What the task asks: Can you convert the part of the material below that opens with the line containing "# point at: the statue's head" and runs through the end of the material into a Markdown table with the columns Row and Line, giving each line a row number and leaving out blank lines?

Data provided:
* * *

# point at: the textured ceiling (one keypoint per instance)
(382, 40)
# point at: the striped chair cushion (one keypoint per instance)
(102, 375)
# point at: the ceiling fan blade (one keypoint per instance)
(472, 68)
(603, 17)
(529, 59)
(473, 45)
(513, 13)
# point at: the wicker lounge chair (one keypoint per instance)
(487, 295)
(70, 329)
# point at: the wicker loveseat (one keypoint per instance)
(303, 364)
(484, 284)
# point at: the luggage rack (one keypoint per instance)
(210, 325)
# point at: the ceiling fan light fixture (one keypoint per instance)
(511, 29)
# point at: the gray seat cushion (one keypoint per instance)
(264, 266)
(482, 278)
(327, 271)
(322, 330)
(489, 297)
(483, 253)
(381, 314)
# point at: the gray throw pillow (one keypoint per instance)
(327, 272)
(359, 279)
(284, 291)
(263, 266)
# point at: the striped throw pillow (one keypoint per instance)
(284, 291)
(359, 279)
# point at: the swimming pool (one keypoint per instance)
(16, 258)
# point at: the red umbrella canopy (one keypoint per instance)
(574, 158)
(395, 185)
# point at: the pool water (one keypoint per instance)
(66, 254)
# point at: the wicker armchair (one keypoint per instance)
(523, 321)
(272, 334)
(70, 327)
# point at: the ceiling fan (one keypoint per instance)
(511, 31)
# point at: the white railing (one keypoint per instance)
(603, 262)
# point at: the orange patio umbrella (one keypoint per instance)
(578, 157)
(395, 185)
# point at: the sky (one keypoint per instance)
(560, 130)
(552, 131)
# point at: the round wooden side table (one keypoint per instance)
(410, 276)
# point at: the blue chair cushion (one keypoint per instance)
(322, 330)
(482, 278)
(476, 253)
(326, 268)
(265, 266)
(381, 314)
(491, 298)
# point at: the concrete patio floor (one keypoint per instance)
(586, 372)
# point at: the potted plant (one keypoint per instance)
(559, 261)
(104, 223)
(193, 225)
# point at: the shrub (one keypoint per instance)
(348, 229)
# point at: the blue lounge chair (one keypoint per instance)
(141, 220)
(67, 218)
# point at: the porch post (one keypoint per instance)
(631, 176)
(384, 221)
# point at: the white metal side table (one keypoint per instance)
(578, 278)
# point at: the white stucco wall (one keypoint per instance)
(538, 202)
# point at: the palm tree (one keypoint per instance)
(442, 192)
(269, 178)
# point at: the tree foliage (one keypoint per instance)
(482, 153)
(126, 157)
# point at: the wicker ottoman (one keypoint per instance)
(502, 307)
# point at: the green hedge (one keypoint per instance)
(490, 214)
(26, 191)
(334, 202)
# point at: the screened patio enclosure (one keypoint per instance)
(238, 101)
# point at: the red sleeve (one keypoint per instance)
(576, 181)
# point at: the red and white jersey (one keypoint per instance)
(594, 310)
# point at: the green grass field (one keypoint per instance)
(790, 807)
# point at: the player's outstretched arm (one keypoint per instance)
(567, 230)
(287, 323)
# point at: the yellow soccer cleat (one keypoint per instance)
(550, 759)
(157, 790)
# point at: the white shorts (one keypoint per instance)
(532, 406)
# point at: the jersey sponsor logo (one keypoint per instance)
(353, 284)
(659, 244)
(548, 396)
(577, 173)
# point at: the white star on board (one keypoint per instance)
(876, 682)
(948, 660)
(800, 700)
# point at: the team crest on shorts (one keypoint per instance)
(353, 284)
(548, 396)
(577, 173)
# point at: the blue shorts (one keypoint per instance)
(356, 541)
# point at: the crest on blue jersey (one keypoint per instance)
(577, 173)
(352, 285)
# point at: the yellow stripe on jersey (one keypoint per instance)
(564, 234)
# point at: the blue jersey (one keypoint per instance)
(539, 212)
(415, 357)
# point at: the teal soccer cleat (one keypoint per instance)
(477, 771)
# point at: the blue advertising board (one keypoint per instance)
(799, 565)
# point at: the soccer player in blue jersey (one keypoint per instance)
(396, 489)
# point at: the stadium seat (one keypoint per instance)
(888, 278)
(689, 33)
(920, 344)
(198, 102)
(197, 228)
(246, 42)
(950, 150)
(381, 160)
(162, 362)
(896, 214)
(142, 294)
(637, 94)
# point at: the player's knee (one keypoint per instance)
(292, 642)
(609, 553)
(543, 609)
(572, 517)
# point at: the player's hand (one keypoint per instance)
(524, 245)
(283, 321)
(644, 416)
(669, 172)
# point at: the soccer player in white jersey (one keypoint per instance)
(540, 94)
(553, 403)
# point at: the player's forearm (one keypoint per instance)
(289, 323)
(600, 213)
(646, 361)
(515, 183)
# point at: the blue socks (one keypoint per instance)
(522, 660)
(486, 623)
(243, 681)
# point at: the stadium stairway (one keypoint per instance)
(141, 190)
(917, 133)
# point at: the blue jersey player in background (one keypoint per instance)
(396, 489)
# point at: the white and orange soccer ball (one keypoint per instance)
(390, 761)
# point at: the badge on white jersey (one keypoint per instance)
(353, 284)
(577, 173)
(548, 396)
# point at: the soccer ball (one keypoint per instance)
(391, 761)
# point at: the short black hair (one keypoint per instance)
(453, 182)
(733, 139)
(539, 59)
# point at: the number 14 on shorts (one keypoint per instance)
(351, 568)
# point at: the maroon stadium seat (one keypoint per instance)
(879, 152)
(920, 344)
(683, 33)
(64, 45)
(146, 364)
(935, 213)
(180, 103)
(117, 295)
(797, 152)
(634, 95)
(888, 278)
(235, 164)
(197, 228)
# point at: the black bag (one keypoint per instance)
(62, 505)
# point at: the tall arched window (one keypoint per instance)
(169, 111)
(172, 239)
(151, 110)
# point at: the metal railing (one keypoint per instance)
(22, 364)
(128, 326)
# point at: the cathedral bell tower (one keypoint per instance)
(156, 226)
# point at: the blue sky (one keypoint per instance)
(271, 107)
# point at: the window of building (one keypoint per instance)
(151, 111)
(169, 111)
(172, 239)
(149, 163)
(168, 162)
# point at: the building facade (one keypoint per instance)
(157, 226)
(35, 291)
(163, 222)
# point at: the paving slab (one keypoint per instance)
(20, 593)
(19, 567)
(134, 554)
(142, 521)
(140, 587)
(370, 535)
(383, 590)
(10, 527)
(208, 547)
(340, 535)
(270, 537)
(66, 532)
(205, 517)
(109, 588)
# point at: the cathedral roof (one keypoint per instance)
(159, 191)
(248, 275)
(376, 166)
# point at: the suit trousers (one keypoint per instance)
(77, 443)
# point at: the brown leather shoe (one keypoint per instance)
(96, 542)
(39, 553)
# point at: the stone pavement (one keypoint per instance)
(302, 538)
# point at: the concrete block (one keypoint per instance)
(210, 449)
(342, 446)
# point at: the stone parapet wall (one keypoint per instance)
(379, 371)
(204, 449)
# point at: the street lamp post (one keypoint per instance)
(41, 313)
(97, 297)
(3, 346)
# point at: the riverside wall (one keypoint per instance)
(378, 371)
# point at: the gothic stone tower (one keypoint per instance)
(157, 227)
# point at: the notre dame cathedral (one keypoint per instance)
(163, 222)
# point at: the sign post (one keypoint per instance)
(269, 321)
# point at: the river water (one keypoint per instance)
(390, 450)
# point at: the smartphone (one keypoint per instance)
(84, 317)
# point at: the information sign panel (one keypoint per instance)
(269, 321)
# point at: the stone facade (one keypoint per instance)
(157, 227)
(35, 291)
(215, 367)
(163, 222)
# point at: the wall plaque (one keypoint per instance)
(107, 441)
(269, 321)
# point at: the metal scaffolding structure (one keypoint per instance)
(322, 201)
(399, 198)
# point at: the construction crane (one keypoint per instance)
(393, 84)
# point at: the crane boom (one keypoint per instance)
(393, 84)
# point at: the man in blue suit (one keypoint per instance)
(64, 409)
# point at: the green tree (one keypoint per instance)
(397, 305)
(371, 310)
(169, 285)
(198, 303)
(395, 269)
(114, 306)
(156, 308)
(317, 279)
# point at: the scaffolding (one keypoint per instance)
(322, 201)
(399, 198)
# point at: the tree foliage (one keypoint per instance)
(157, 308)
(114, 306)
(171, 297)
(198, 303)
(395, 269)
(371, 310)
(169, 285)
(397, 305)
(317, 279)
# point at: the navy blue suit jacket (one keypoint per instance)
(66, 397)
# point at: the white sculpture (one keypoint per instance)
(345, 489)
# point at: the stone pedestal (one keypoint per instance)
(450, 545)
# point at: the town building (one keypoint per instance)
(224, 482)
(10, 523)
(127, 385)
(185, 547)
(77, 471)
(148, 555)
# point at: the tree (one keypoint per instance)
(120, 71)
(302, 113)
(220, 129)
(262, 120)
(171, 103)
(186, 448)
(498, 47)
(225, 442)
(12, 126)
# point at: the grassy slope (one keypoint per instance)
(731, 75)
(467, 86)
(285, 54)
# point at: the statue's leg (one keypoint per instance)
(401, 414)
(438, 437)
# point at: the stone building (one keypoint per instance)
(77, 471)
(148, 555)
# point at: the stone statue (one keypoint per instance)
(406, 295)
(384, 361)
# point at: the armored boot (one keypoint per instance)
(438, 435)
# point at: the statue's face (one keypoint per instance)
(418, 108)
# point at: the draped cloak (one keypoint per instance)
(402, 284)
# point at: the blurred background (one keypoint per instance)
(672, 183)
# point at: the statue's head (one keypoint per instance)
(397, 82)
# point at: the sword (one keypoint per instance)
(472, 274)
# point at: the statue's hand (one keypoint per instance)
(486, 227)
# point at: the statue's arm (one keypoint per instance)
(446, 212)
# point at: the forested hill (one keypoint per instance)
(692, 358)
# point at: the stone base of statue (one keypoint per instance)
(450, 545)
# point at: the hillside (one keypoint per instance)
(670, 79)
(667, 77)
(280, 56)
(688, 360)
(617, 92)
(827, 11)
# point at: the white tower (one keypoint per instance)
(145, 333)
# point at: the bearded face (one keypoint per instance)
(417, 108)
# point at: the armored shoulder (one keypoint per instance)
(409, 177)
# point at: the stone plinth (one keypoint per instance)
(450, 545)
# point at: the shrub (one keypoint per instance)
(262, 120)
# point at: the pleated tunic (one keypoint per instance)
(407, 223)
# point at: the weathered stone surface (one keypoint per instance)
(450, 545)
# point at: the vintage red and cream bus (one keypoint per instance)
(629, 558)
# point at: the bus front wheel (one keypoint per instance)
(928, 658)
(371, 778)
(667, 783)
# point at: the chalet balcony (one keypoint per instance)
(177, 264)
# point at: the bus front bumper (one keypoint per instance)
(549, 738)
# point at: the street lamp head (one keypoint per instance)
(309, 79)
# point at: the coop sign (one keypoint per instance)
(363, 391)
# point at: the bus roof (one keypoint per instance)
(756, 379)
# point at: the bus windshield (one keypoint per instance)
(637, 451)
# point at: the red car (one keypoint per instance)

* * *

Output of the task:
| Row | Line |
|---|---|
| 1 | # point at: the statue's head (one keypoint per instance) |
| 2 | (397, 82) |
| 3 | # point at: the sword (one keypoint per instance) |
| 4 | (472, 274) |
| 5 | # point at: the statue's hand (one keypoint per instance) |
| 6 | (486, 227) |
| 7 | # point at: the statue's arm (one keypoint per instance) |
| 8 | (446, 212) |
| 9 | # point at: the forested hill (one keypoint per instance) |
| 10 | (692, 358) |
| 11 | # point at: the stone base of statue (one keypoint per instance) |
| 12 | (450, 545) |
| 13 | # point at: the hillside (one keypoint per instance) |
| 14 | (670, 79) |
| 15 | (667, 77) |
| 16 | (280, 56) |
| 17 | (688, 360) |
| 18 | (617, 92) |
| 19 | (827, 11) |
| 20 | # point at: the white tower (one keypoint per instance) |
| 21 | (145, 333) |
| 22 | # point at: the bearded face (one keypoint per instance) |
| 23 | (417, 108) |
| 24 | # point at: the armored shoulder (one keypoint per instance) |
| 25 | (409, 177) |
| 26 | # point at: the stone plinth (one keypoint per instance) |
| 27 | (450, 545) |
| 28 | # point at: the shrub (one keypoint per instance) |
| 29 | (262, 120) |
| 30 | # point at: the pleated tunic (one keypoint per instance) |
| 31 | (407, 223) |
| 32 | # point at: the weathered stone surface (one keypoint per instance) |
| 33 | (450, 545) |
| 34 | # point at: the vintage red and cream bus (one keypoint per instance) |
| 35 | (629, 558) |
| 36 | # point at: the bus front wheel (one keypoint per instance) |
| 37 | (928, 658) |
| 38 | (371, 778) |
| 39 | (667, 783) |
| 40 | # point at: the chalet balcony (one keypoint per instance) |
| 41 | (177, 264) |
| 42 | # point at: the bus front bumper (one keypoint per instance) |
| 43 | (549, 738) |
| 44 | # point at: the street lamp head (one keypoint per instance) |
| 45 | (309, 79) |
| 46 | # point at: the coop sign (one keypoint per instance) |
| 47 | (363, 391) |
| 48 | # point at: the bus roof (one keypoint per instance) |
| 49 | (756, 379) |
| 50 | # point at: the bus windshield (one keypoint per instance) |
| 51 | (637, 451) |
| 52 | # point at: the red car (one keypoint per instance) |